List each line from the records below that contains the string "wall".
########################################
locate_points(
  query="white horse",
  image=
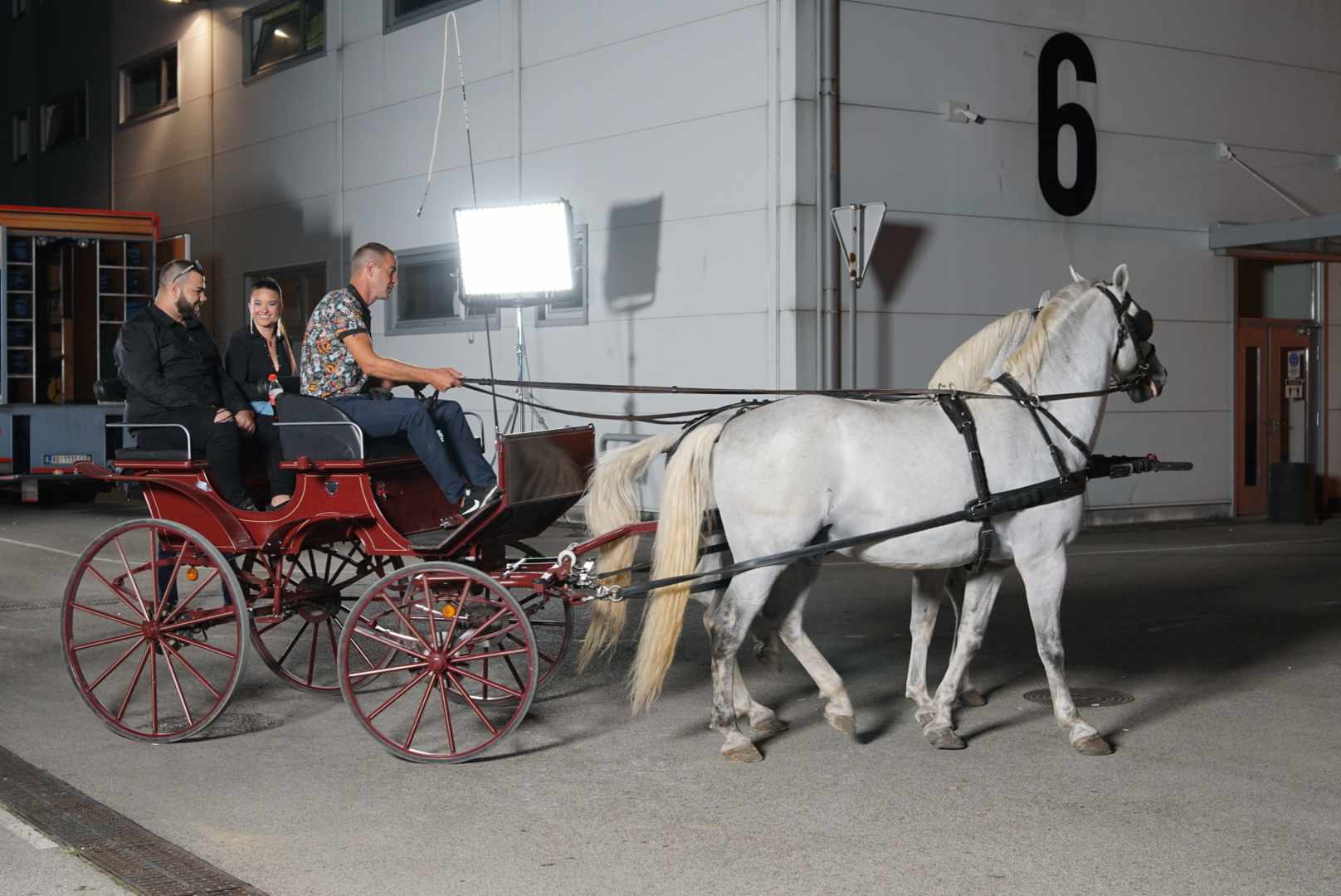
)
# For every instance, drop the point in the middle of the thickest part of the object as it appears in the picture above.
(613, 504)
(813, 470)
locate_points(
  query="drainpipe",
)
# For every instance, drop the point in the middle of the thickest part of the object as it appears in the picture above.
(827, 332)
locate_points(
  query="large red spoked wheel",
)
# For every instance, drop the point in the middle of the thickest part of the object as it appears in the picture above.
(154, 626)
(321, 584)
(452, 632)
(551, 620)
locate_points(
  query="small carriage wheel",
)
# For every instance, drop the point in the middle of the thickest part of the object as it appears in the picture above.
(448, 626)
(154, 628)
(302, 643)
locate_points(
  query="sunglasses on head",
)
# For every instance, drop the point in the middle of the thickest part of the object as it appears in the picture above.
(195, 265)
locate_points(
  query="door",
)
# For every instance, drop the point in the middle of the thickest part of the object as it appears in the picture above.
(1275, 406)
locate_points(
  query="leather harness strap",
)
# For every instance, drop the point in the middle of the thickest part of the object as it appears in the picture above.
(962, 417)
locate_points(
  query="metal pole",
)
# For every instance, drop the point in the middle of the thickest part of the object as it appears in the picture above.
(831, 350)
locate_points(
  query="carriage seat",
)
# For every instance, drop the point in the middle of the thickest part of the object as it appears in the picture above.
(333, 437)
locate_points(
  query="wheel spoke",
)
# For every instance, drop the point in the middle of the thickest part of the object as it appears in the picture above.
(108, 640)
(385, 670)
(121, 595)
(419, 713)
(178, 687)
(487, 683)
(180, 606)
(113, 667)
(389, 643)
(472, 703)
(396, 696)
(311, 655)
(134, 585)
(211, 648)
(110, 617)
(293, 644)
(130, 689)
(192, 670)
(446, 715)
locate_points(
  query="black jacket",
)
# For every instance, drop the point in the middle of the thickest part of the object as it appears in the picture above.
(247, 361)
(168, 365)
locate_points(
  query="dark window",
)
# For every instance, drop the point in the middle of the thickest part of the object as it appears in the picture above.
(283, 32)
(65, 119)
(404, 12)
(19, 136)
(304, 286)
(426, 297)
(149, 85)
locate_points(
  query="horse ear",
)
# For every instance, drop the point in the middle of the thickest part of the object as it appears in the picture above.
(1120, 278)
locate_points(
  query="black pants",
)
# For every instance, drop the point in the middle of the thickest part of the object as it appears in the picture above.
(219, 443)
(266, 441)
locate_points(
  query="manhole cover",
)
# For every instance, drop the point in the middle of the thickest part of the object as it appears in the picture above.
(1082, 696)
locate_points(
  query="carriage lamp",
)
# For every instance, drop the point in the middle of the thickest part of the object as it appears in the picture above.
(515, 250)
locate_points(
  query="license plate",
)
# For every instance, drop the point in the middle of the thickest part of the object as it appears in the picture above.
(65, 460)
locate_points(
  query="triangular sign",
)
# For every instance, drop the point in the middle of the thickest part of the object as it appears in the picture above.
(857, 227)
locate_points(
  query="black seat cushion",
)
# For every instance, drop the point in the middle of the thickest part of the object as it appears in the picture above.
(333, 436)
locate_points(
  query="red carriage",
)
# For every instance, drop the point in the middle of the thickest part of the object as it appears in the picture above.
(437, 639)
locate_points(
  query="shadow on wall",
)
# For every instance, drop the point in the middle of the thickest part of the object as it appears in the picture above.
(894, 254)
(631, 263)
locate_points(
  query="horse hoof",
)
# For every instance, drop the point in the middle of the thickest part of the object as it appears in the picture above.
(746, 752)
(1093, 746)
(944, 739)
(844, 723)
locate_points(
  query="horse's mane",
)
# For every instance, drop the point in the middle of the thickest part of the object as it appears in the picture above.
(1027, 358)
(966, 368)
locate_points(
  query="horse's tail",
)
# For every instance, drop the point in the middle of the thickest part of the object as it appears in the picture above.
(684, 498)
(613, 502)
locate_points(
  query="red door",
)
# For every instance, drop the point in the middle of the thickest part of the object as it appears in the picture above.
(1273, 406)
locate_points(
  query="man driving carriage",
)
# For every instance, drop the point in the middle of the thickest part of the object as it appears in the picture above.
(339, 363)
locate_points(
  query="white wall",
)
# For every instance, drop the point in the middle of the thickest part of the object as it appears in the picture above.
(663, 124)
(975, 236)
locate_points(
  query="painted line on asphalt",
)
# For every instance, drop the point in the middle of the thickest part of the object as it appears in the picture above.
(54, 550)
(26, 832)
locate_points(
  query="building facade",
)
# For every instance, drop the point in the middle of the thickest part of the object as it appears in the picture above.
(687, 137)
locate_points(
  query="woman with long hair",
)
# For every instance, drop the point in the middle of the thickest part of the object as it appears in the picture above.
(255, 353)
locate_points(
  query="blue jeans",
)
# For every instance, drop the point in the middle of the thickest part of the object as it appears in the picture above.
(454, 461)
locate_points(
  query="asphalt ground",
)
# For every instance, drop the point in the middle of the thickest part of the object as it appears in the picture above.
(1225, 777)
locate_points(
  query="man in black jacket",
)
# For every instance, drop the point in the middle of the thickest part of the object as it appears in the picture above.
(173, 376)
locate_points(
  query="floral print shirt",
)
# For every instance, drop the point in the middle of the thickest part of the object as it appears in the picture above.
(328, 367)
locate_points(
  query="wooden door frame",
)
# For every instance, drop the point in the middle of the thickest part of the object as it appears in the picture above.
(1324, 310)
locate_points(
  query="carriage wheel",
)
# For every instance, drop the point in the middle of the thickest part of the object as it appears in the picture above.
(154, 630)
(324, 581)
(452, 631)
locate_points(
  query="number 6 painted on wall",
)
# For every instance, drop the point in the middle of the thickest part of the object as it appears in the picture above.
(1051, 119)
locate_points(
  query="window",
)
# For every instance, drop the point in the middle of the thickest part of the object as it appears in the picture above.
(568, 309)
(282, 34)
(19, 136)
(304, 286)
(397, 13)
(426, 297)
(65, 119)
(149, 85)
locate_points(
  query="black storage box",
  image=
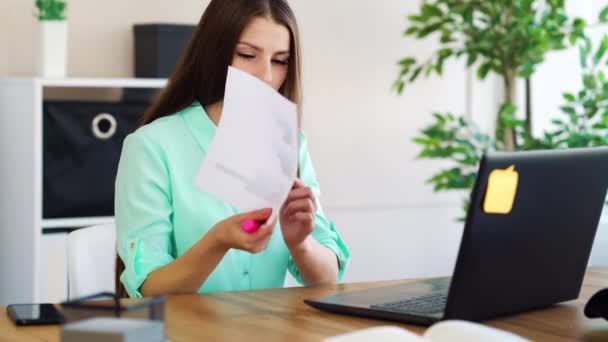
########################################
#### Output for this task
  query="shadow on wall",
  query="white wall",
  query="number 6 painted on wall",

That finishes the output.